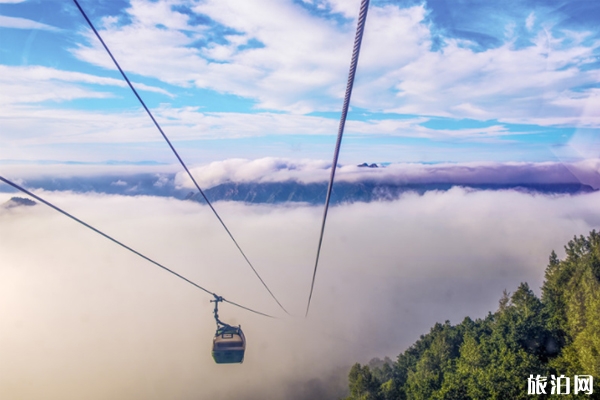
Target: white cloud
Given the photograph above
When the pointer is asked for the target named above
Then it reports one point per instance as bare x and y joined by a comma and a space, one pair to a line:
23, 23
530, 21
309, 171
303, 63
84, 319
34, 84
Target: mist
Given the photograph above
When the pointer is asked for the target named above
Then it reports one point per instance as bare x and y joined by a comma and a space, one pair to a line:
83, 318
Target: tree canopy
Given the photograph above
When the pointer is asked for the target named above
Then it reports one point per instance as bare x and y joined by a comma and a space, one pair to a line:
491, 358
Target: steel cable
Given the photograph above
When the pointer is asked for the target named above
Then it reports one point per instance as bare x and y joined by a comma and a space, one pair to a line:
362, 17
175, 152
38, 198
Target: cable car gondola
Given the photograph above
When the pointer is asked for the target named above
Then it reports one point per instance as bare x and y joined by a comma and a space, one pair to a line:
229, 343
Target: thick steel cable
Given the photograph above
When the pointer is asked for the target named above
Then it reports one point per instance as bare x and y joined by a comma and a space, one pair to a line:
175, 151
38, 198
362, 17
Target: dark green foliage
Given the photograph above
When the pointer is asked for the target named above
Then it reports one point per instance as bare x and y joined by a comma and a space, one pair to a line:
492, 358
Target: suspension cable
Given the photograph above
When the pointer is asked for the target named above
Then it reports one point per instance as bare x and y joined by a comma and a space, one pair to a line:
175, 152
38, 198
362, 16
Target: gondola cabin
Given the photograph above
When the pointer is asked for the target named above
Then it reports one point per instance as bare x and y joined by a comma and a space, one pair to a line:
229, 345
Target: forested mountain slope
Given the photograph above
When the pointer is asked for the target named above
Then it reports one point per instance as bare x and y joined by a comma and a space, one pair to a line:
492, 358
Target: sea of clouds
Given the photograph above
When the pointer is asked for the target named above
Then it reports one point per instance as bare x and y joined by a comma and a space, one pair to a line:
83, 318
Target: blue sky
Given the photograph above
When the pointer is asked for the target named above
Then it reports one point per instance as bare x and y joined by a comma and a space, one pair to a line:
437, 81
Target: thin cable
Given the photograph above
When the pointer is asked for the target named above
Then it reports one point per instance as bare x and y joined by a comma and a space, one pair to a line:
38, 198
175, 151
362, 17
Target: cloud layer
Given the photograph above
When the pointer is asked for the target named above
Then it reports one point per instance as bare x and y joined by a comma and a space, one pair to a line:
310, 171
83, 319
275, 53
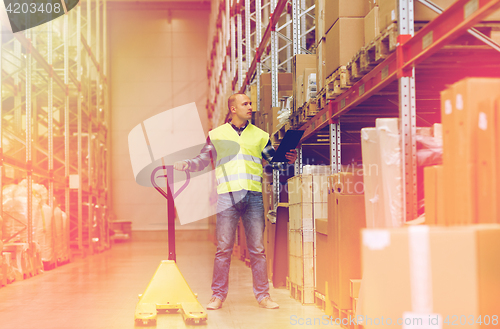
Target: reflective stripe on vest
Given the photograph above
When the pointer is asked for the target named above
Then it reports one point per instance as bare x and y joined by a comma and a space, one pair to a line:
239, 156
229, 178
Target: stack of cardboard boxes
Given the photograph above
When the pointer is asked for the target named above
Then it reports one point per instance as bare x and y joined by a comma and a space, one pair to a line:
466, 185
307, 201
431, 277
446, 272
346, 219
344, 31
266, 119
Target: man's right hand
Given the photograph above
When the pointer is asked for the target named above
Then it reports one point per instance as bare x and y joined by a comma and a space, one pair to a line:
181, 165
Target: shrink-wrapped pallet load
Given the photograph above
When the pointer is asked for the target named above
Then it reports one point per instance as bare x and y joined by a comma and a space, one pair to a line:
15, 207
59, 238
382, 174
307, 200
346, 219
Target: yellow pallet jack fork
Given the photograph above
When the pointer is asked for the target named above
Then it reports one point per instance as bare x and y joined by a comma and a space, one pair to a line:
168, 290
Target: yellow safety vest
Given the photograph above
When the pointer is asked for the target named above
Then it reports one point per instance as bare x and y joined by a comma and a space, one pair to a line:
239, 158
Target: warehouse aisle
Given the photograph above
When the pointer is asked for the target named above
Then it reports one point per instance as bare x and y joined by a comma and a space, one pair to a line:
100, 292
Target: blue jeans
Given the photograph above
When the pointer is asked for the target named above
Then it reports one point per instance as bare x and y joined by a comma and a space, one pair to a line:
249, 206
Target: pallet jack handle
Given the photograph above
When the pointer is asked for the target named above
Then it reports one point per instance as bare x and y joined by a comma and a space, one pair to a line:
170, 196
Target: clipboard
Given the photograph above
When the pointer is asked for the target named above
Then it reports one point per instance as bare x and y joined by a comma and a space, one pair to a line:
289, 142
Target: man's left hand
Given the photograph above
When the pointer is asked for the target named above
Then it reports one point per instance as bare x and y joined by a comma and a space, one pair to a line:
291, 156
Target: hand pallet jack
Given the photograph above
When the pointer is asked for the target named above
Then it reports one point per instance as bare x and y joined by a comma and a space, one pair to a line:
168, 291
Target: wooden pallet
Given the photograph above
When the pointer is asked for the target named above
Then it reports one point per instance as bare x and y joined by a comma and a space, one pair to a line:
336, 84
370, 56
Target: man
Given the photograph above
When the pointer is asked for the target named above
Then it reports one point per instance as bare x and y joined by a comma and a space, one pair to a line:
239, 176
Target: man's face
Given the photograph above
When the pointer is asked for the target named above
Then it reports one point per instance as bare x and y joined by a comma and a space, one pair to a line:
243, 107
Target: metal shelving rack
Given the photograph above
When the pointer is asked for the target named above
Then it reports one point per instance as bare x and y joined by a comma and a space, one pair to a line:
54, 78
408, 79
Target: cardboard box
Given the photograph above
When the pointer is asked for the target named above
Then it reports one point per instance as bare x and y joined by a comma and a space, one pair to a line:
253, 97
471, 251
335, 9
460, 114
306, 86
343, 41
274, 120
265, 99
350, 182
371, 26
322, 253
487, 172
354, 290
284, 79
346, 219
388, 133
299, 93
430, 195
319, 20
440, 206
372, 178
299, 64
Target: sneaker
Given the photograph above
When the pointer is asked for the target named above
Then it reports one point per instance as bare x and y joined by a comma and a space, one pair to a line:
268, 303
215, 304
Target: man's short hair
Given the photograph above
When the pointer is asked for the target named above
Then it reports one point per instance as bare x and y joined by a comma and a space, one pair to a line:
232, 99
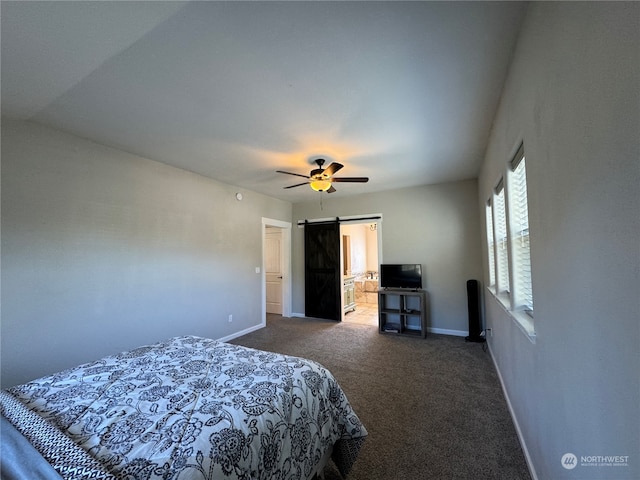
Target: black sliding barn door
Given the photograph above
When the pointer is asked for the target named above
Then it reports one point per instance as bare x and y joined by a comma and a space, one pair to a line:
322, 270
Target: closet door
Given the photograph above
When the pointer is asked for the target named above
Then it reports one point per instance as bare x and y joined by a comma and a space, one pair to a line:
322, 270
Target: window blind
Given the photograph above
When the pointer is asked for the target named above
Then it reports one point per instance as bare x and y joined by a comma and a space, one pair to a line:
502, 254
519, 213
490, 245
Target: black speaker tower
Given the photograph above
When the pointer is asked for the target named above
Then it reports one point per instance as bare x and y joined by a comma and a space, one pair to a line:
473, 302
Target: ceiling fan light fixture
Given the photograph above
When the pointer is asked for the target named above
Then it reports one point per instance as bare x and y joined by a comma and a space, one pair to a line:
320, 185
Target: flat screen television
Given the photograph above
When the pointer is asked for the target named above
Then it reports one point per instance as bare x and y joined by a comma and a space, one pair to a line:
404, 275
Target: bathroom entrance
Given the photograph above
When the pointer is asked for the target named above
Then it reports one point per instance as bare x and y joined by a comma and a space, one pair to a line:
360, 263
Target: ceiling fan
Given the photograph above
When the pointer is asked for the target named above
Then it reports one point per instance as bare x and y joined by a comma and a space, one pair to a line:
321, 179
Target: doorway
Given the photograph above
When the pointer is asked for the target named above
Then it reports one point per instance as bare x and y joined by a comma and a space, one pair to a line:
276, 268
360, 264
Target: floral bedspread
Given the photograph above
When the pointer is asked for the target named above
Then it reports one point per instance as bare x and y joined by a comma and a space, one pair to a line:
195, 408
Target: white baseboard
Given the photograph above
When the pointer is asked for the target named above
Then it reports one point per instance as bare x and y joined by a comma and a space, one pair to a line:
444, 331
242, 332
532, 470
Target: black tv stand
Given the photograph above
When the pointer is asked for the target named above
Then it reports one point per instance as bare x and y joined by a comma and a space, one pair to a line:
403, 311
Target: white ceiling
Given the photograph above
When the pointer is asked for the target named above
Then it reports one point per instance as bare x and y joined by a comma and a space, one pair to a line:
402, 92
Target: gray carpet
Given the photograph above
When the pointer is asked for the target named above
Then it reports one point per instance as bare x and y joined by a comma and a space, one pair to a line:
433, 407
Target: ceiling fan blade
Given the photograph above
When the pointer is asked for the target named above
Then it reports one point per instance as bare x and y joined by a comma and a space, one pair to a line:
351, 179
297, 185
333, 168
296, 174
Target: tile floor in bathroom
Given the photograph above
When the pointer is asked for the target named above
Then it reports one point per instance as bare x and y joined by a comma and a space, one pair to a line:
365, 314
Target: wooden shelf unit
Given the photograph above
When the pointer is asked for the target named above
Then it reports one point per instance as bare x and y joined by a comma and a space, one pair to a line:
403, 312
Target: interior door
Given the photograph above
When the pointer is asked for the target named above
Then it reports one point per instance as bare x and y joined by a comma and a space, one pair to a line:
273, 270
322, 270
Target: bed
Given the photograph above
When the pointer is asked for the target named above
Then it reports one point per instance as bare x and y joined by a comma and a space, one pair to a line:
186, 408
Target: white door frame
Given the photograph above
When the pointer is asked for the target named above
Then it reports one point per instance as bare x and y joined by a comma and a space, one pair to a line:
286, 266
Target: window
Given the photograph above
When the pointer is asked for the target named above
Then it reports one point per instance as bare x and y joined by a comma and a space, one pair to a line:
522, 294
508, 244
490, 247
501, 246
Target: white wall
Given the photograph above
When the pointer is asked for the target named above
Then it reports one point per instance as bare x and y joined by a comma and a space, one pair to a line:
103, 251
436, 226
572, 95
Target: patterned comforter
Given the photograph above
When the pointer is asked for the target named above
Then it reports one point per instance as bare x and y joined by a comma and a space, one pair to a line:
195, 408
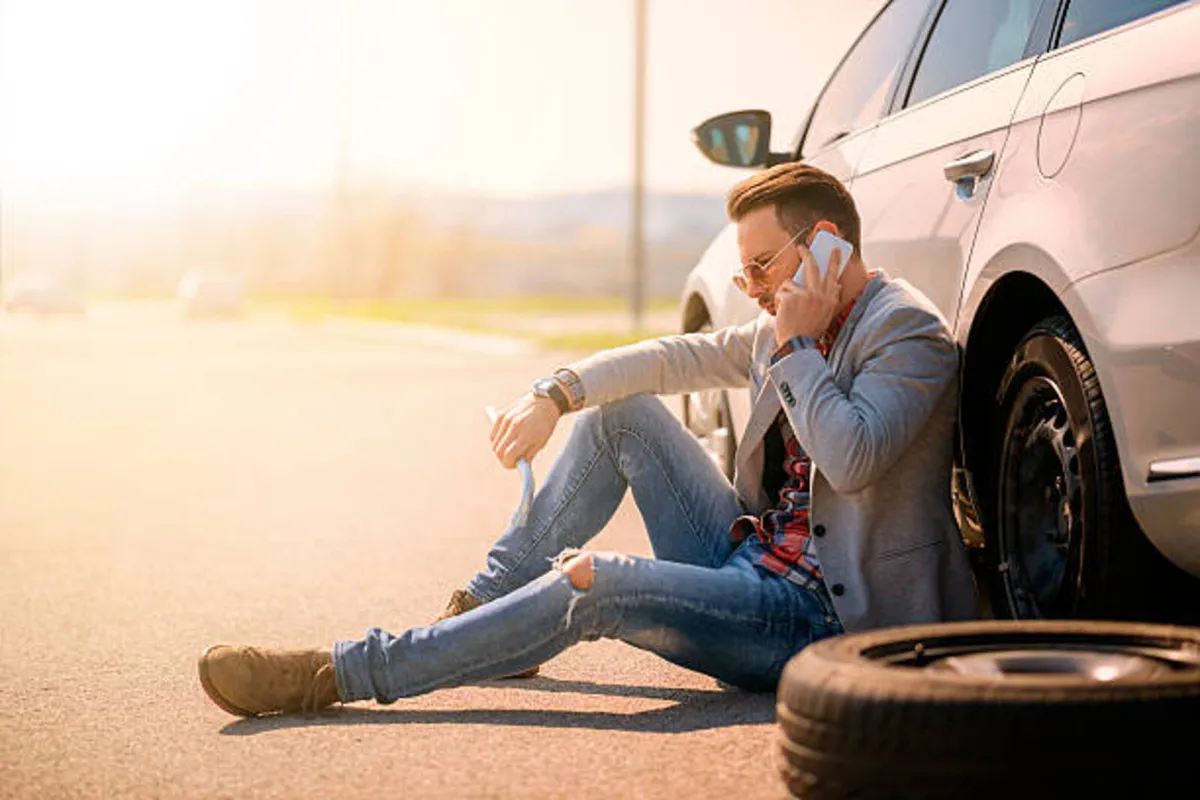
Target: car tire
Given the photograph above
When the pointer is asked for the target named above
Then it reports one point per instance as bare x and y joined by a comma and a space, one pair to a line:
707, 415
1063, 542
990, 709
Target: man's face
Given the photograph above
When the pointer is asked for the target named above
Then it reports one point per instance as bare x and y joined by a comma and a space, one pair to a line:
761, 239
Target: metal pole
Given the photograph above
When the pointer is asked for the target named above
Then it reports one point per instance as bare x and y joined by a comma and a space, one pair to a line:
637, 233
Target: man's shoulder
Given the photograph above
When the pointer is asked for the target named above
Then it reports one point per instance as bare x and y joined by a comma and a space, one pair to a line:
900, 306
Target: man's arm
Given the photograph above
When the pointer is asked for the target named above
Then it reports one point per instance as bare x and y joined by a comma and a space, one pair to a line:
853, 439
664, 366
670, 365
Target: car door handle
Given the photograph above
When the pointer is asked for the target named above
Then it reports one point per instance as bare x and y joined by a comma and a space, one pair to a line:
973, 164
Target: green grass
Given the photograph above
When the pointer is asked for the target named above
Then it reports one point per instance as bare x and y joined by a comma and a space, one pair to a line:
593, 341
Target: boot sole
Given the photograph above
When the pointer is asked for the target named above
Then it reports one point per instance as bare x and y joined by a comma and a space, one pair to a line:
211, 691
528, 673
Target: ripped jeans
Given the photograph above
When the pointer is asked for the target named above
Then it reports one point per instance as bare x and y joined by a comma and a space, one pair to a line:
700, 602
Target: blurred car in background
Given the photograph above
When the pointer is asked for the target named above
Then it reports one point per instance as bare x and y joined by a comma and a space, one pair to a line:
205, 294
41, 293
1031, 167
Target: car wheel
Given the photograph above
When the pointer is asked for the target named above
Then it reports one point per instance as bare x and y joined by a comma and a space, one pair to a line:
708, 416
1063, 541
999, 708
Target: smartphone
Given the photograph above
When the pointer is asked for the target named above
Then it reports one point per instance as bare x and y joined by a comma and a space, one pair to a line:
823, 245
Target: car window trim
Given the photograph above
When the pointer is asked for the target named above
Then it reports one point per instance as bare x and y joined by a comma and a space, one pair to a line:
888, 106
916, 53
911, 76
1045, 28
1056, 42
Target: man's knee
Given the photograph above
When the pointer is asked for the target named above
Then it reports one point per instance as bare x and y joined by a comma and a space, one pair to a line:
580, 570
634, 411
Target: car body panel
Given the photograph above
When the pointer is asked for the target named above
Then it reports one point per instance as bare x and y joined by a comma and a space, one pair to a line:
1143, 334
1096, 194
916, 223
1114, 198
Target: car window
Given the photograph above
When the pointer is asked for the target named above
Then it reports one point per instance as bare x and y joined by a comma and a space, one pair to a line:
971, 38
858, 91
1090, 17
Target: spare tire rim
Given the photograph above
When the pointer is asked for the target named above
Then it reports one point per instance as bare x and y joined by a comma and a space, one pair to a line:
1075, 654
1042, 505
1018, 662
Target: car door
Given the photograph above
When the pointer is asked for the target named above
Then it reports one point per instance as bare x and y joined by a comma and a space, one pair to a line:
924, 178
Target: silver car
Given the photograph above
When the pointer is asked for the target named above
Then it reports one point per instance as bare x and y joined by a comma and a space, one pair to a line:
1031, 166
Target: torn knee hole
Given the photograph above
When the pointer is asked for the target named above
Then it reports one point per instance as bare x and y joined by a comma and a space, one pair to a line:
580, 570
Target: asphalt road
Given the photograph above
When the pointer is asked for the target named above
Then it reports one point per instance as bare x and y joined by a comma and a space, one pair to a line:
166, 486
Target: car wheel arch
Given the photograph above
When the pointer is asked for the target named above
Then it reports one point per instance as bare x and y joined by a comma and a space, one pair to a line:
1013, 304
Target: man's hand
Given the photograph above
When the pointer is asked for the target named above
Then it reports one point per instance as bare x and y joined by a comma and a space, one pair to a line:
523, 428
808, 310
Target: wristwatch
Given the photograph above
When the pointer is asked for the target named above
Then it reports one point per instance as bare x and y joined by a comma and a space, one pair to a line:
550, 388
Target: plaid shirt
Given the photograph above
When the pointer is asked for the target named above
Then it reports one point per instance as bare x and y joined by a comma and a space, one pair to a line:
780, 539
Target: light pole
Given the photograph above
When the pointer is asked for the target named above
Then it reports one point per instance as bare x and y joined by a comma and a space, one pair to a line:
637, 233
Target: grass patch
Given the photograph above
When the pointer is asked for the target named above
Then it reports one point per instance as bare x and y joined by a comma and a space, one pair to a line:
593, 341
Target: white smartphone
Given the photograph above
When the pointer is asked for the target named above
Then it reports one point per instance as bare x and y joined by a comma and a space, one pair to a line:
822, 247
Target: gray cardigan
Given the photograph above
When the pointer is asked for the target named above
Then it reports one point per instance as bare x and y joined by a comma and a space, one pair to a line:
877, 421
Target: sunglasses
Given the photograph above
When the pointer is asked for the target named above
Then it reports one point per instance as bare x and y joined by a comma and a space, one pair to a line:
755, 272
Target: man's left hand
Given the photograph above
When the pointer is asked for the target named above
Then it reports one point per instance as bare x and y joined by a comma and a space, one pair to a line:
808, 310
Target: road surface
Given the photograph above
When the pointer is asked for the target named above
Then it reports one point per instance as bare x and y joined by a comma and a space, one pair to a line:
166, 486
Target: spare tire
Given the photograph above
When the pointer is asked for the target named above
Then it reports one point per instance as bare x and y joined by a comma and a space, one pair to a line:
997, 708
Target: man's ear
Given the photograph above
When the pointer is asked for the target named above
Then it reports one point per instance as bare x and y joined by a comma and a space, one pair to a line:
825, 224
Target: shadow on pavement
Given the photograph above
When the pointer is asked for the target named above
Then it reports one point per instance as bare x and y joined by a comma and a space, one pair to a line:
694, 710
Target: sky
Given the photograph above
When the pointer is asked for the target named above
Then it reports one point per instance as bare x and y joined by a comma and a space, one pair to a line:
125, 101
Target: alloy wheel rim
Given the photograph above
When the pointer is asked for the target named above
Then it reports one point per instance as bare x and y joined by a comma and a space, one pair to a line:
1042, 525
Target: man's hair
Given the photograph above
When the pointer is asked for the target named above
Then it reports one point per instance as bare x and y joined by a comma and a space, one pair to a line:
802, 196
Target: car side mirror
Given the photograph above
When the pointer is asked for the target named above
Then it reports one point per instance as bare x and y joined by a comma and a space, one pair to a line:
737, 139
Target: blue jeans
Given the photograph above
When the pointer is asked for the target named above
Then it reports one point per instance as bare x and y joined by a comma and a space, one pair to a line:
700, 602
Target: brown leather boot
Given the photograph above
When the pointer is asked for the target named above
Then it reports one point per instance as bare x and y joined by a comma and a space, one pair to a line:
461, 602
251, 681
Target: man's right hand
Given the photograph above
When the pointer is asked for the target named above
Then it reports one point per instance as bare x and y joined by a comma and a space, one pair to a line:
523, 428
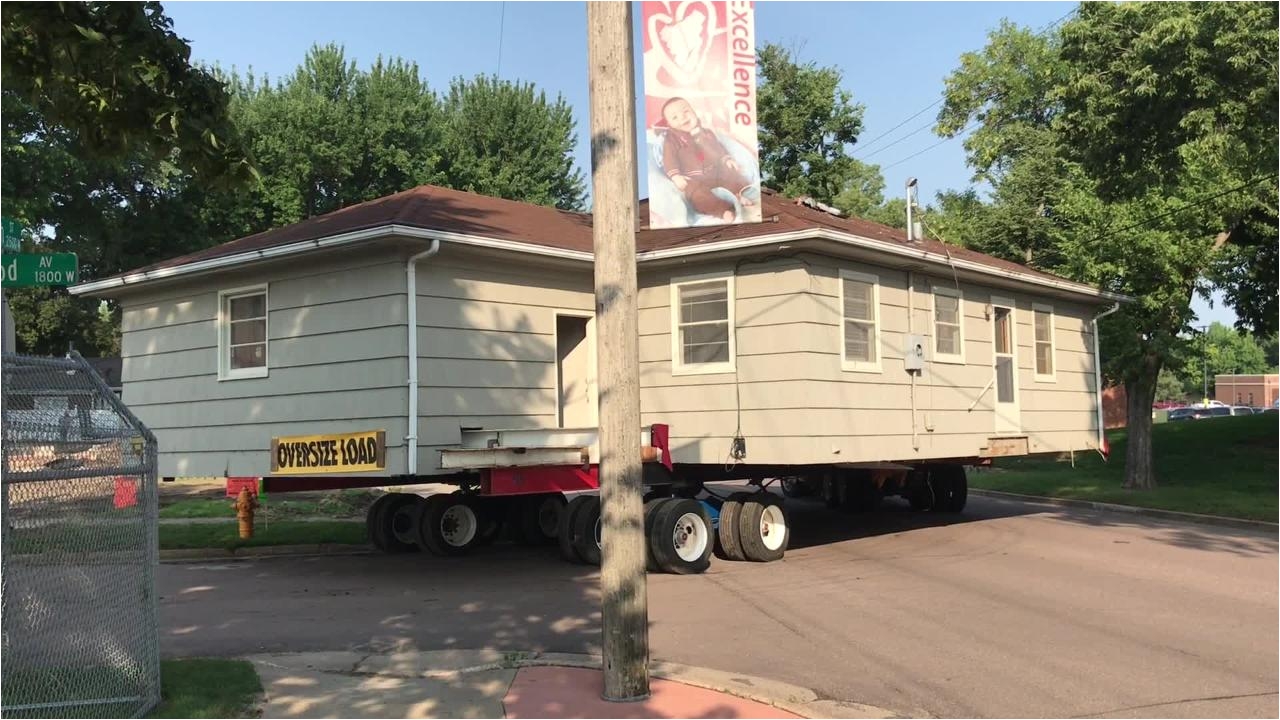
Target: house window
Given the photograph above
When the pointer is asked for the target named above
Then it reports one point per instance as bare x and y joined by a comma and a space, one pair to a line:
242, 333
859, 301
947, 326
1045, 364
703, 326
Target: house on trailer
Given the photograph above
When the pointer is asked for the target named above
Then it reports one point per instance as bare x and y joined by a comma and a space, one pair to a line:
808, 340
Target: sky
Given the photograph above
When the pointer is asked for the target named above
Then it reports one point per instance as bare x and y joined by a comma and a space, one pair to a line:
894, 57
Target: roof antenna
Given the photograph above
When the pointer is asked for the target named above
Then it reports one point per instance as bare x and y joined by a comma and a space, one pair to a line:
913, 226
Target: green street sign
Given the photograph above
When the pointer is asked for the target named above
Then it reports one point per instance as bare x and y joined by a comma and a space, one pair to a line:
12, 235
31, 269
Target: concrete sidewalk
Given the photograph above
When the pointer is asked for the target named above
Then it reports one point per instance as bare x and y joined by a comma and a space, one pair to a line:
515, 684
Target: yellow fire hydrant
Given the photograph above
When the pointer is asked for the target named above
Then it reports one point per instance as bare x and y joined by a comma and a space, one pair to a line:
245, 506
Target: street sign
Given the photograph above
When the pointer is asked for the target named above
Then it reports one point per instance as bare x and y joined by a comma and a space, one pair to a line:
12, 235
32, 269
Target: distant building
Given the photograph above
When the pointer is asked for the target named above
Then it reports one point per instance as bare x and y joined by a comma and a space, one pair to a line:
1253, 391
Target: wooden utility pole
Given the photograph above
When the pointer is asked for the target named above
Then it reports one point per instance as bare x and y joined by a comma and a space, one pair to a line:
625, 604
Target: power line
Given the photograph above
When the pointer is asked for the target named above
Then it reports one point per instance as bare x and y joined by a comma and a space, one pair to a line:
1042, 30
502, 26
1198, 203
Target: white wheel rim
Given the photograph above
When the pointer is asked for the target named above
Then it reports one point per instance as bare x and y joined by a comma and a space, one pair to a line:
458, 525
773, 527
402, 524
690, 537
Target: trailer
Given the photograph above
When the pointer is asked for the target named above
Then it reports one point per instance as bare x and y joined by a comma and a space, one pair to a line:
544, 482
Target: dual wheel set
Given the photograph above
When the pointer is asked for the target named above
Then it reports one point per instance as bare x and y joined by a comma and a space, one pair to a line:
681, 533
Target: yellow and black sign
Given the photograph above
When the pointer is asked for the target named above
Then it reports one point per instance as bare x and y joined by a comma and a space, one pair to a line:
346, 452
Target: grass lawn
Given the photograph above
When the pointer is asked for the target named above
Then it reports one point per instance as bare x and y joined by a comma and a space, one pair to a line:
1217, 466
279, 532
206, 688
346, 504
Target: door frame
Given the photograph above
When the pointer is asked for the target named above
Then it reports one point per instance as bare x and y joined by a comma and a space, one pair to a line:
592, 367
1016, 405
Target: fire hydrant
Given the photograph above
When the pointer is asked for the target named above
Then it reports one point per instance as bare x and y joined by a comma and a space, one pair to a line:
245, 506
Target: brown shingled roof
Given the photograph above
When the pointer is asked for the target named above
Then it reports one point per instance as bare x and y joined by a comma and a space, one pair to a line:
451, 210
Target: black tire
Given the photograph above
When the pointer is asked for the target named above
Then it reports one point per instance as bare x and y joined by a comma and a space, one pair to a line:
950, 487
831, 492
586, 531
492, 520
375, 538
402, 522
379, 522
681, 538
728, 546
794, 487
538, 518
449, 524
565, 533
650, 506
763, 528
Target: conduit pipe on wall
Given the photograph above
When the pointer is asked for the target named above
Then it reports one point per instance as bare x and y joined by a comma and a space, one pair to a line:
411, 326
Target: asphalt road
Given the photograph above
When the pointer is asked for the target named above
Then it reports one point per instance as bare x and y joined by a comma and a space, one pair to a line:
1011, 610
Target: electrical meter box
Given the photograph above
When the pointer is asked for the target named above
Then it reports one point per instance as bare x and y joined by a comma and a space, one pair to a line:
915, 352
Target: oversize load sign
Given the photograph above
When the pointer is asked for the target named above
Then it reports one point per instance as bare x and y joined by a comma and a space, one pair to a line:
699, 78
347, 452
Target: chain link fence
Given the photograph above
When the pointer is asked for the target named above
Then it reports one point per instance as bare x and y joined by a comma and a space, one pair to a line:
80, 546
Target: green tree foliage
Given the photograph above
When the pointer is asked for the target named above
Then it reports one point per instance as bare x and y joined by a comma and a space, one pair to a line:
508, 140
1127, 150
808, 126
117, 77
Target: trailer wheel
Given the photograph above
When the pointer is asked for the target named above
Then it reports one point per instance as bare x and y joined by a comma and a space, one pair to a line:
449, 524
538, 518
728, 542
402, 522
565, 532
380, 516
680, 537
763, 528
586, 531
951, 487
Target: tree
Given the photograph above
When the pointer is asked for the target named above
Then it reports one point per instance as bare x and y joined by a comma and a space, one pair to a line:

----

Given task ->
Only the lines from the one containing "Target: chain link fence" through the end of the material should be reproduced, exactly, with both ends included.

The result ->
Target: chain link fence
Given the photograph above
When the pointer is asked for the target named above
Then it reports one point per instance as bare x and y joined by a comma and a space, one pair to a line:
80, 546
Target: green tree foliage
Given the photograph above
When the pointer is asked for the target named above
Then it reports one point per instance as bare x and y joined by a comma and a space, one pair to a line:
508, 140
1127, 150
808, 126
117, 77
Target: trailer wheel
Given the photograph above
When the pointer is asked for the target named above
Then it reports one point per instance as bare x and y joined by a comma and a space, one pair to a line:
449, 524
538, 518
728, 542
402, 522
565, 532
380, 516
680, 537
763, 528
586, 531
951, 487
Target: tree
Given the photograph above
When the pointer is asked for the target named above
Then it reports one point per instance as bare x and y joined by a comma and a space, one pair to a line:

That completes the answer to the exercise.